*** Opening of Exercise passage ***
That's a nice story, but the evidence doesn't support it. My colleagues Larry Mishel, John Schmitt, and Heidi Sheirholz, just published a paper showing that the pattern of job growth in the data doesn't fit this picture at all. This paper touches on a wide variety of issues related to technology and wage inequality, but first and foremost, it shows that the story of the hollowing out of the middle does not fit the data for the 2000s at all.
Since 2000, the increase in employment has occurred almost entirely in low-wage occupations. There has been a decline in relative employment for both workers in middle wage and high wage occupations. If this "occupational shift story" explained trends in wages we should expect to see sharply rising wages for retail clerks, custodians and other workers employed in low-paying occupations.

Of course, we see the opposite. Workers in these occupations continued to lose ground in the 2000s as they did in the prior two decades. Their wages barely kept pace with inflation over the last three decades.
The paper makes an impressive case that technology is not the main explanation for the rise in inequality that we have been seeing. In fact, even MIT economics professor David Autor, the leading proponent of the occupational shift story concedes this point. He was quoted in a New York Times column saying of the view that technology explains inequality:
It can suck all the air out of the conversation … All economists should be pushing back against this simplistic view.
Given the evidence compiled by Mishel et al, it would be difficult to maintain that technology has been the main culprit in the upward redistribution of income that we have seen.
It is not difficult to identify other potential culprits – trade would certainly rank high on the list. A trade policy that quite deliberately puts factory workers in direct competition with low-paid workers in the developing world, while protecting doctors and other highly paid professionals, would be expected to redistribute income from the former to the latter.

The weakening of unions is likely also an important factor. The private sector unionization rate in the United States has shrunk from over 20% in the 1970s to less than 7% at present. In the same vein, the deregulation of major industries like airlines, telecommunications, and trucking has been another factor putting downward pressure on wages. The higher unemployment rates we have seen, not just in the last five years but in the last 35 years, compared with the early post-war decades, has also weakened the bargaining power of workers at the middle and bottom of the pay ladder.
We have also seen big changes that contributed to growth of income at the top. The highlights in this category would be deregulation in the financial sector and the changes in corporate governance that pretty much allow top management to write their own pay checks.
*** Close of Exercise passage ***
For the passage on jobs and wage inequality, say whether each statement agrees with it, answering yes or no and quoting the words that decide it: 1. Since 2000, employment growth has come almost entirely in low-wage occupations. 2. The private sector unionization rate in the United States is now above 10%. 3. Wages for workers in low-paying occupations rose sharply in the 2000s. The data that follow are from a different source than the passage.
*** Opening of Exercise data ***
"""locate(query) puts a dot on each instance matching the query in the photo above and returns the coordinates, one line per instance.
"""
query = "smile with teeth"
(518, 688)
*** Close of Exercise data ***
Completed exercise:
1. Yes: "Since 2000, the increase in employment has occurred almost entirely in low-wage occupations."
2. No: "The private sector unionization rate in the United States has shrunk from over 20% in the 1970s to less than 7% at present."
3. No: "Workers in these occupations continued to lose ground in the 2000s as they did in the prior two decades."